* _Supplied data_:
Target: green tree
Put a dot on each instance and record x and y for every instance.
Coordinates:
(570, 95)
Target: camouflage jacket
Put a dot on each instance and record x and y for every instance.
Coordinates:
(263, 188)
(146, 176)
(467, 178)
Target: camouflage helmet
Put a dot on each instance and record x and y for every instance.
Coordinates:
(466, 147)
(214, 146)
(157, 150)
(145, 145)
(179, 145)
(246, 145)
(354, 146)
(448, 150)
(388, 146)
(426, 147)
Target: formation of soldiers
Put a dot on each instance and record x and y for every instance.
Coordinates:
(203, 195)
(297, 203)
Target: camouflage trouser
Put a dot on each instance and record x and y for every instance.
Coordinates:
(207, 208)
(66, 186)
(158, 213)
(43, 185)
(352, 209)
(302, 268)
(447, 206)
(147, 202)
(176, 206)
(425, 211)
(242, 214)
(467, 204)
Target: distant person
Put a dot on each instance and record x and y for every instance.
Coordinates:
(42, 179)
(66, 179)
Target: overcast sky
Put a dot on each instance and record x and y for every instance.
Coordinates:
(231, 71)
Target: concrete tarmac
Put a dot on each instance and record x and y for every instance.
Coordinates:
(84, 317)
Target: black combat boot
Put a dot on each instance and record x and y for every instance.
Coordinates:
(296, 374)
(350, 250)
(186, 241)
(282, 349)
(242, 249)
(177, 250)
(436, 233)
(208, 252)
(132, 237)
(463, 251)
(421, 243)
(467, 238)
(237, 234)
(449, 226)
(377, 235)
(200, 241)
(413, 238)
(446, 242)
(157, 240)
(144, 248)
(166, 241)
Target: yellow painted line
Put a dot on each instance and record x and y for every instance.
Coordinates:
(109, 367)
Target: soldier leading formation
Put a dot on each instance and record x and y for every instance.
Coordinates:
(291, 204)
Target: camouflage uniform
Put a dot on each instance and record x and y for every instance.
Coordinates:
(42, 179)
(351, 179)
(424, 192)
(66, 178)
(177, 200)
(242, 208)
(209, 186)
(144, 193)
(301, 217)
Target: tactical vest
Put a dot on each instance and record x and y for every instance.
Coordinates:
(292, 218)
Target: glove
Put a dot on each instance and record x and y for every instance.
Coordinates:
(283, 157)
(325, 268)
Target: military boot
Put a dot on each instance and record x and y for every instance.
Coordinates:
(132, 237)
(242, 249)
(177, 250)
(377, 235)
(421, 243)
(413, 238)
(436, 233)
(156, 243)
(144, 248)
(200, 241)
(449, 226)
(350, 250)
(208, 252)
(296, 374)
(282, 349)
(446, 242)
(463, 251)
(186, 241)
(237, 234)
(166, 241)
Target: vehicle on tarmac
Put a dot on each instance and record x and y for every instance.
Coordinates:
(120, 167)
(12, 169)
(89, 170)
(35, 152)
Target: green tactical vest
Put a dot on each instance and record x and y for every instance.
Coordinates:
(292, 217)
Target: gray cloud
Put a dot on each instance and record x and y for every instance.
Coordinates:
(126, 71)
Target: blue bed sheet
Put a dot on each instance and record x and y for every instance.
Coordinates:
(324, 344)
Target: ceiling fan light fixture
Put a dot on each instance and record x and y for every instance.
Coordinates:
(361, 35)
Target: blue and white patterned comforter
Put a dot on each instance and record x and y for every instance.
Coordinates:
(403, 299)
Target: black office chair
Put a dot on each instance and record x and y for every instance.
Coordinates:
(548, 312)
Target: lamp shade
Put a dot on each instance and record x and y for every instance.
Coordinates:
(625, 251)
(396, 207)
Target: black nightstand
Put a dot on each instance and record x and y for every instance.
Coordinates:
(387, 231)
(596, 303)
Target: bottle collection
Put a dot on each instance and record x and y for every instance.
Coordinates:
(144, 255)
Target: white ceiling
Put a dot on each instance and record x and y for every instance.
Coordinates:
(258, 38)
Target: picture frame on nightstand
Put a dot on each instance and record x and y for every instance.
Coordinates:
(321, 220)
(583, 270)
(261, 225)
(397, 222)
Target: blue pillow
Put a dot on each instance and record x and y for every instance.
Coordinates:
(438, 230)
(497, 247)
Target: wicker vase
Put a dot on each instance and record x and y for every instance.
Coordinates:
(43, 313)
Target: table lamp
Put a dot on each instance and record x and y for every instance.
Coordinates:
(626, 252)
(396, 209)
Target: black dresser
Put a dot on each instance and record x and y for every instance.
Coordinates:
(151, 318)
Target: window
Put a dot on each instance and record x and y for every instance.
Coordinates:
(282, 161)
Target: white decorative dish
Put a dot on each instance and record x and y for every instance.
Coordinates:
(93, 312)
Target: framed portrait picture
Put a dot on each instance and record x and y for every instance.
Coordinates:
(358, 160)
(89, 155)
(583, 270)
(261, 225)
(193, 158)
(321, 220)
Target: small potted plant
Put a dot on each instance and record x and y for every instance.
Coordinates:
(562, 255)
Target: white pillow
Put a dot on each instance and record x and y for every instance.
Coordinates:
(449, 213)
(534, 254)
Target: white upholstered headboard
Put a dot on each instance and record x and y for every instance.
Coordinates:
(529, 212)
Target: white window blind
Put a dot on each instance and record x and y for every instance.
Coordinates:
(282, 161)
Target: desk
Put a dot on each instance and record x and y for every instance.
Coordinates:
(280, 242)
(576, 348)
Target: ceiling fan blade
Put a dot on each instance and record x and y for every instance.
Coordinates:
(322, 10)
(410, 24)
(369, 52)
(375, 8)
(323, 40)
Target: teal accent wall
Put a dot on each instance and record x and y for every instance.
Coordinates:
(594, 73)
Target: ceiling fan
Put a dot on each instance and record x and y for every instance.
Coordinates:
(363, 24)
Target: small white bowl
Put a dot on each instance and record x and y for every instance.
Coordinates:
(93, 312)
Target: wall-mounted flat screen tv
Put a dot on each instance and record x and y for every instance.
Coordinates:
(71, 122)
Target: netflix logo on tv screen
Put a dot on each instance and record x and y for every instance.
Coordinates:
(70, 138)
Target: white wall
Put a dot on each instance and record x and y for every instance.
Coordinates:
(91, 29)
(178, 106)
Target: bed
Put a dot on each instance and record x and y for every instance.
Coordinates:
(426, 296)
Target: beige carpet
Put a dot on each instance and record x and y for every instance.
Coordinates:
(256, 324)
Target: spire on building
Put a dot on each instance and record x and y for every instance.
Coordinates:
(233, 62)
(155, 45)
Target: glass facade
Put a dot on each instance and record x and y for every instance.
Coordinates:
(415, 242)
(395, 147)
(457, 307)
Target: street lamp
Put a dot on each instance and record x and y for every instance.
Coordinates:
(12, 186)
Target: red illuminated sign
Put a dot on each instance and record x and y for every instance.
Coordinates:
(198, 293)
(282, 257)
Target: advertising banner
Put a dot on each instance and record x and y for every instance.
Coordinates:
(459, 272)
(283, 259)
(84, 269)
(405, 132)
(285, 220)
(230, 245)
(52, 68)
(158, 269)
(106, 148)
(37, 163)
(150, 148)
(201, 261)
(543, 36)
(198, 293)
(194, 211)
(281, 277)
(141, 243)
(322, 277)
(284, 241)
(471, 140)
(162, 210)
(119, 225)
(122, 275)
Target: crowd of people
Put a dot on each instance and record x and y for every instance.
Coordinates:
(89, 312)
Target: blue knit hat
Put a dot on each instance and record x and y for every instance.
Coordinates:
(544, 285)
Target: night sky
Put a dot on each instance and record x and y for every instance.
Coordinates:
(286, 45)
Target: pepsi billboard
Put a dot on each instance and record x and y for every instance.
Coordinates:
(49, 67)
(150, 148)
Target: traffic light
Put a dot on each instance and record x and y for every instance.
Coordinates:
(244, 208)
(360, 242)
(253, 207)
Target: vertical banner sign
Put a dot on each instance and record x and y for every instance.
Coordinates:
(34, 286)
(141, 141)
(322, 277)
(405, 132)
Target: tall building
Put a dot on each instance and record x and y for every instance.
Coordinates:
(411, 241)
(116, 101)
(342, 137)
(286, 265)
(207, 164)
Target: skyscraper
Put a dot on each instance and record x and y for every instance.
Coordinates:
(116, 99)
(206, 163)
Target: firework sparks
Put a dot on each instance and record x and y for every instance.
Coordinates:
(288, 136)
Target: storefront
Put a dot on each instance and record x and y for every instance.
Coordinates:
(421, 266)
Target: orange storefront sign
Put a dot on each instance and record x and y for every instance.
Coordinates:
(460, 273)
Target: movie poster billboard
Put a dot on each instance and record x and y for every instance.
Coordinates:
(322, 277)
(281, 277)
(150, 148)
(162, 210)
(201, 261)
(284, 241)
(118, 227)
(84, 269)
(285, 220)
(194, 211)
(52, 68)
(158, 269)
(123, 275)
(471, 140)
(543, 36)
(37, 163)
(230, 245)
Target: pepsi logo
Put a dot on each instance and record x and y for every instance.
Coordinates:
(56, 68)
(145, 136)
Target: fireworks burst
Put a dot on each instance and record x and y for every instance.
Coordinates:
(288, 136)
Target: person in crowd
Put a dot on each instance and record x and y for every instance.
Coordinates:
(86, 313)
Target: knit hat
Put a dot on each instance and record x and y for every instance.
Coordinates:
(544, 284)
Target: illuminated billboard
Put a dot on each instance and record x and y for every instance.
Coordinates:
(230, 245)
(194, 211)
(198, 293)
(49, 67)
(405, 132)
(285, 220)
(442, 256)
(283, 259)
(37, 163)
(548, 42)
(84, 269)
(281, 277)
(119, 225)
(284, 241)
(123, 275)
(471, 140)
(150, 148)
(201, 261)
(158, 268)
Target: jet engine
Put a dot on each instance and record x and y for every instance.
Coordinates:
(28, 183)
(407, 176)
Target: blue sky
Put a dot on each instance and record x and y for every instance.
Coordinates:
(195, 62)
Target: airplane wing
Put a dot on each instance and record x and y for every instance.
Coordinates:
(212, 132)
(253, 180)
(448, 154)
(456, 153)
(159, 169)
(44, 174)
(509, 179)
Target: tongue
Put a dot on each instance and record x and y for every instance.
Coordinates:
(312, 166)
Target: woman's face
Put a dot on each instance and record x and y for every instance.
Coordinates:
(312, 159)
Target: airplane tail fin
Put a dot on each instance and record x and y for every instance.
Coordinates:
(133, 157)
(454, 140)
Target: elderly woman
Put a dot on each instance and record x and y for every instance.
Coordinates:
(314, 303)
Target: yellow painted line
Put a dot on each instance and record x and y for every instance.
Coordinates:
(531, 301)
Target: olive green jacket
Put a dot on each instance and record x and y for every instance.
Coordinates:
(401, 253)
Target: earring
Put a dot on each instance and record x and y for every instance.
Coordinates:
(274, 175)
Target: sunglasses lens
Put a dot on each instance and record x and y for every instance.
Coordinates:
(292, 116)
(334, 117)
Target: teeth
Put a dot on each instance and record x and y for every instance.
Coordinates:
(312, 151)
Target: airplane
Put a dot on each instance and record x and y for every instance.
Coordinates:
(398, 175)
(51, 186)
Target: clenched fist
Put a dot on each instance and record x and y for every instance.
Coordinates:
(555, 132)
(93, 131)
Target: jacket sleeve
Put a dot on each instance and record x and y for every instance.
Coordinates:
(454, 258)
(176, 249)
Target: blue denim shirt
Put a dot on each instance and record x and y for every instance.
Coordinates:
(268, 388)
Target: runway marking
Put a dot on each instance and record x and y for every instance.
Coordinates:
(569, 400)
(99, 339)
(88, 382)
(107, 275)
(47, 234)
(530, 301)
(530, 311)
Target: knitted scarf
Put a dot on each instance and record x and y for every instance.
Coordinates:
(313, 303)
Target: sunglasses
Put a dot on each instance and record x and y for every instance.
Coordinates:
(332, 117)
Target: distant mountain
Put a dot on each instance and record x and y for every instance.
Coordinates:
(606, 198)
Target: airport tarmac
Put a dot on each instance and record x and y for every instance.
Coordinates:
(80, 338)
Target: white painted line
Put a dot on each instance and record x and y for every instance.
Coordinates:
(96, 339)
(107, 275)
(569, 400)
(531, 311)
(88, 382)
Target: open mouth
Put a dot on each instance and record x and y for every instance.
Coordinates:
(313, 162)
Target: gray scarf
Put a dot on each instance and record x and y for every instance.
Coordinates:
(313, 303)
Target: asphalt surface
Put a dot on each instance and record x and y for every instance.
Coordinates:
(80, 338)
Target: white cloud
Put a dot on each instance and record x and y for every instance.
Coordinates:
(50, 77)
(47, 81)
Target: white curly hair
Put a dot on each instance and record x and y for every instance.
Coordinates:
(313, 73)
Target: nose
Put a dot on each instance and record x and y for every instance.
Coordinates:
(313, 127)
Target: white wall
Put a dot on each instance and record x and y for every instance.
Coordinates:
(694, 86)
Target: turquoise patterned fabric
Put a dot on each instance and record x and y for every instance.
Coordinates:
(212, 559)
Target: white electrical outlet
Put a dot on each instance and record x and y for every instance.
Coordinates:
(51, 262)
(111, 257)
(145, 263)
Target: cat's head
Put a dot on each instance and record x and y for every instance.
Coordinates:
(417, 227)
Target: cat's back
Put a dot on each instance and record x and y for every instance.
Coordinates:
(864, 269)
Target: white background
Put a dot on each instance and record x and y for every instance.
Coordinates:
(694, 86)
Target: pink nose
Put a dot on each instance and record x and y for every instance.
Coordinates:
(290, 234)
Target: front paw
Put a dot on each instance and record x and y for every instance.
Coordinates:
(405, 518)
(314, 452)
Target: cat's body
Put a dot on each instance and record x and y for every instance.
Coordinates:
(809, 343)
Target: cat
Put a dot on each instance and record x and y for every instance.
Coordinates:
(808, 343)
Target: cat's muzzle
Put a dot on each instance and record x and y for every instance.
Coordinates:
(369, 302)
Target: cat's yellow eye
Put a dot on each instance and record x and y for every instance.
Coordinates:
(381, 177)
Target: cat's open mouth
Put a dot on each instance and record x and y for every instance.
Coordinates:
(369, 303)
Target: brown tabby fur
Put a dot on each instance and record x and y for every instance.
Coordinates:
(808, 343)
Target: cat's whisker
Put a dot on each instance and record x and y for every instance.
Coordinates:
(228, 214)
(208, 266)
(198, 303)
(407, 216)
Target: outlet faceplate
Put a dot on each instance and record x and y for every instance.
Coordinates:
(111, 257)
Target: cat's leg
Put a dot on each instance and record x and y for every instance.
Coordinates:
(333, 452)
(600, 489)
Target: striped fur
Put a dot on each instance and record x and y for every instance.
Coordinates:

* _Given exercise_: From the line with "Target: brown tabby fur" to the last line of the material, give every line again exactly, and only those lines.

* _Solution for this problem_:
Target: brown tabby fur
Put a dot on each instance and record x and y for every instance.
Coordinates:
(808, 343)
Target: cat's whisker
Put a dot on each instance and record x and y for every instance.
Coordinates:
(228, 214)
(208, 266)
(198, 303)
(407, 216)
Target: outlet faceplate
Put a dot on each instance and record x and y for every instance.
Coordinates:
(111, 257)
Target: cat's leg
Put a dot on each instance and record x and y for every instance.
Coordinates:
(333, 452)
(600, 489)
Target: striped fur
Put a dot on each instance and record x and y for every instance.
Coordinates:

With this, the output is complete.